[Material provided]:

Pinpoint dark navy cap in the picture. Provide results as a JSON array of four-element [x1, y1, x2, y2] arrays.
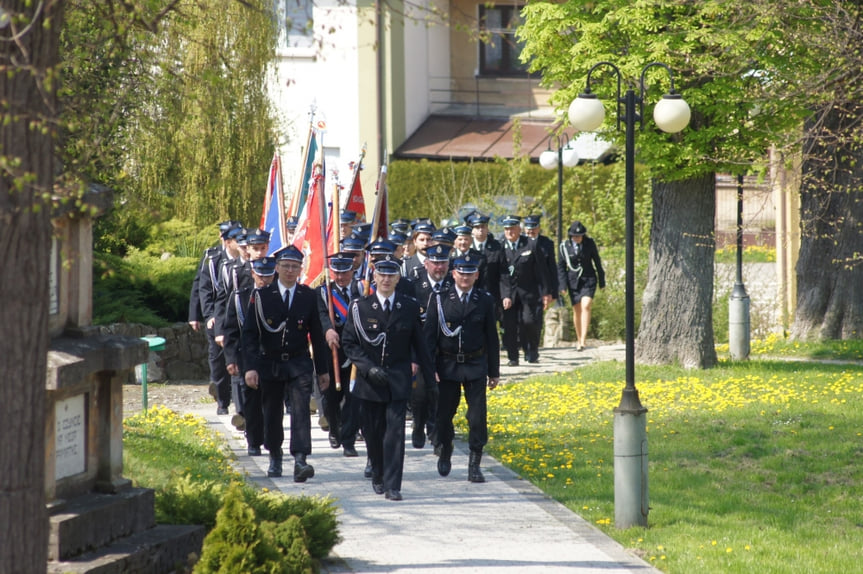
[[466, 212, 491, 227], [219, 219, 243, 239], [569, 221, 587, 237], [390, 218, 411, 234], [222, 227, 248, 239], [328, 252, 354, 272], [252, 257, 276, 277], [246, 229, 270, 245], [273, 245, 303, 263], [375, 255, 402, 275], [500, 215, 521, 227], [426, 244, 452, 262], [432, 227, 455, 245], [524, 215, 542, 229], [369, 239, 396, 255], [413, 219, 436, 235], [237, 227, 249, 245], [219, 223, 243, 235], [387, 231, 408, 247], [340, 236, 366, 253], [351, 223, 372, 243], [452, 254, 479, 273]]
==
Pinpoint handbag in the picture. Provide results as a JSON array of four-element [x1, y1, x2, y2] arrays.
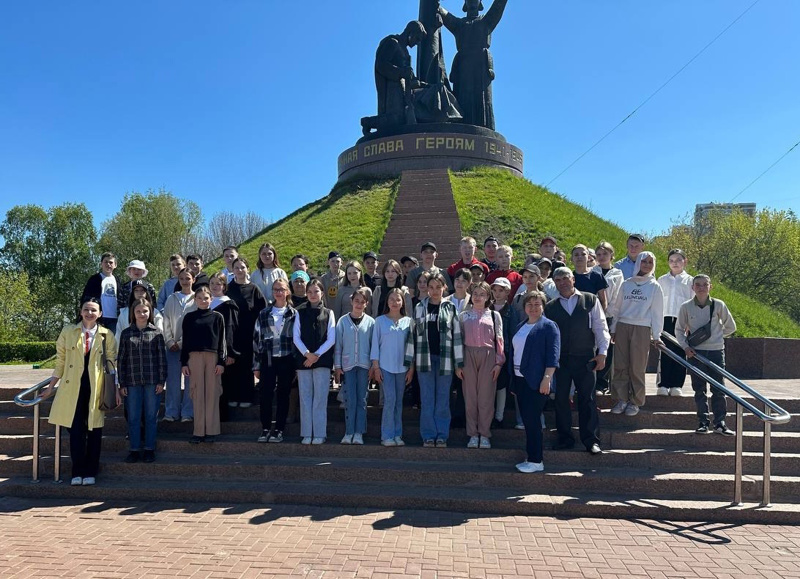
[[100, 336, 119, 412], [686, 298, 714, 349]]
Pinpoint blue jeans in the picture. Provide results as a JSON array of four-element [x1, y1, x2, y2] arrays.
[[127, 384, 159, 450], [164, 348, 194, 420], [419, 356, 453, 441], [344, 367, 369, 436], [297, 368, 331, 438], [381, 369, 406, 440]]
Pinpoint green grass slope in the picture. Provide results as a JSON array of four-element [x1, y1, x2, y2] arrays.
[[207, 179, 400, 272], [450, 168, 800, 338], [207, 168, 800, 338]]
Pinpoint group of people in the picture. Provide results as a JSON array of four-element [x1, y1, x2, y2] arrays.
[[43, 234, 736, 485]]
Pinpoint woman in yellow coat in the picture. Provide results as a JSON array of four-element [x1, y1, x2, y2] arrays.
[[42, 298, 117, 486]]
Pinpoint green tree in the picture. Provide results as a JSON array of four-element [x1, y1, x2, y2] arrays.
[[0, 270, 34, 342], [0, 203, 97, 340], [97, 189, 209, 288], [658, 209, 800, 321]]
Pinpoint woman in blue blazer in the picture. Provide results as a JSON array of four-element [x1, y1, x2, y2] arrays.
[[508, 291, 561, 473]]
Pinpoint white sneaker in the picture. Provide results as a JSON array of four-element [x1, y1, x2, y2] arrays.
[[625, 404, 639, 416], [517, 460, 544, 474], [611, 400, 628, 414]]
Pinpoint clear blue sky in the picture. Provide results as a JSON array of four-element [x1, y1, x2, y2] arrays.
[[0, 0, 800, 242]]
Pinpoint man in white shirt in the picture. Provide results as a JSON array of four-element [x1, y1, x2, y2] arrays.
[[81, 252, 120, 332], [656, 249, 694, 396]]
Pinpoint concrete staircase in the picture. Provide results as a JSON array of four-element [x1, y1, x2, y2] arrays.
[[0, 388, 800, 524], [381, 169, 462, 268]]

[Written request]:
Give again the part that opens with the line containing "Pinpoint woman in blue" and closes with the line containing "[[508, 291, 561, 473]]", with "blazer" replaced by "jacket" and everything else left unchanged.

[Response to the exercise]:
Pinpoint woman in blue jacket in the picture. Provide results as a JSON array of four-element [x1, y1, x2, y2] arrays.
[[508, 291, 561, 473]]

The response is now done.